_Objective_.
Identify each line in the rows below that contains the word "with", and copy those lines in full.

►

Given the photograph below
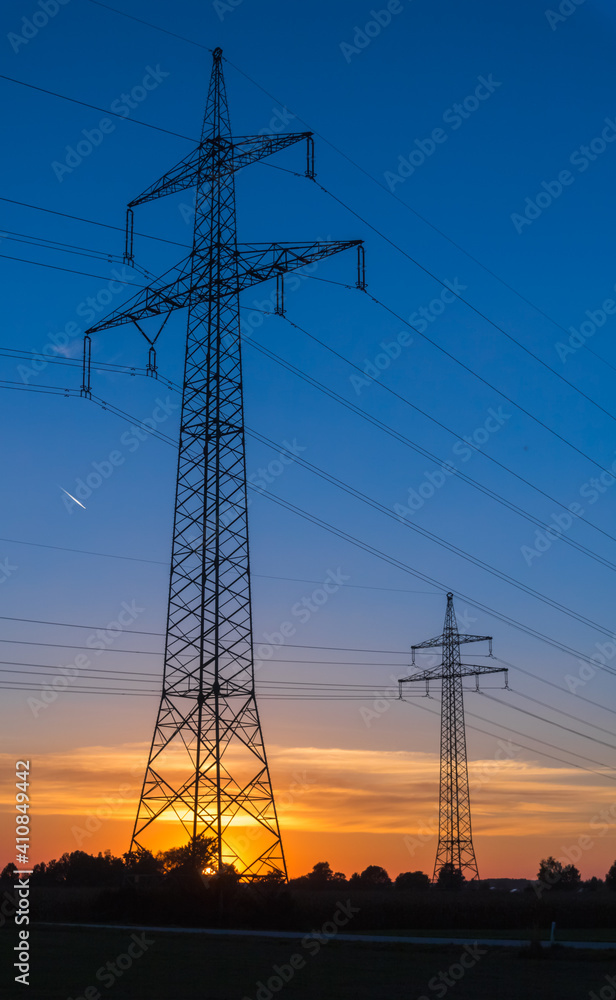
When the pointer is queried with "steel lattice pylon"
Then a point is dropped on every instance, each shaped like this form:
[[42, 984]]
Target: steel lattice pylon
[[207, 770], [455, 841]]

◄
►

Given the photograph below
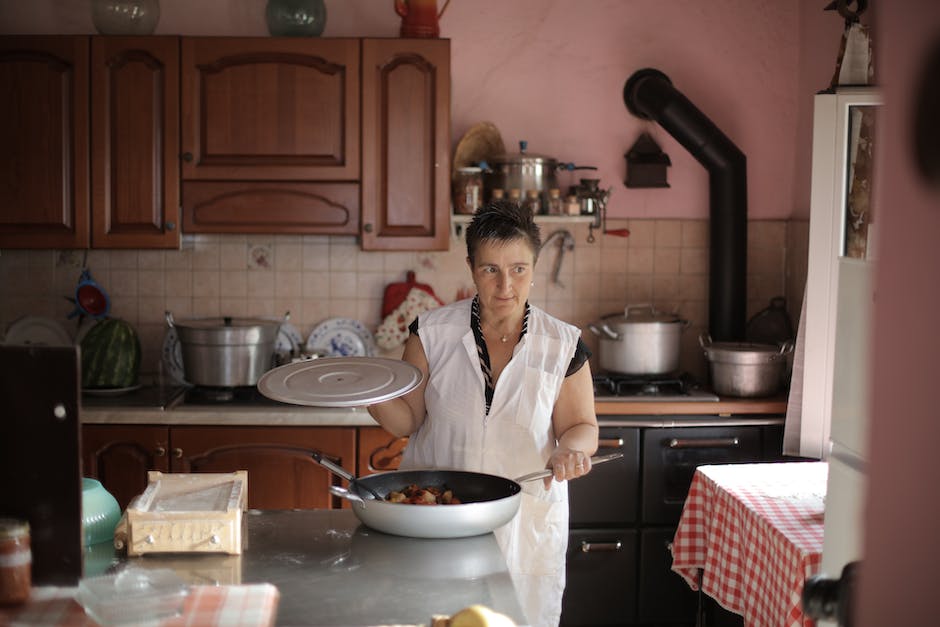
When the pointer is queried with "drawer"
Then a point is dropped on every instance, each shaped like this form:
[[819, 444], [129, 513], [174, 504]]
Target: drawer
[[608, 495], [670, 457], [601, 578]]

◄

_Solution to the exercise_.
When the pointer is queried with "steel lattice pylon"
When the pointer is queried with "drawer"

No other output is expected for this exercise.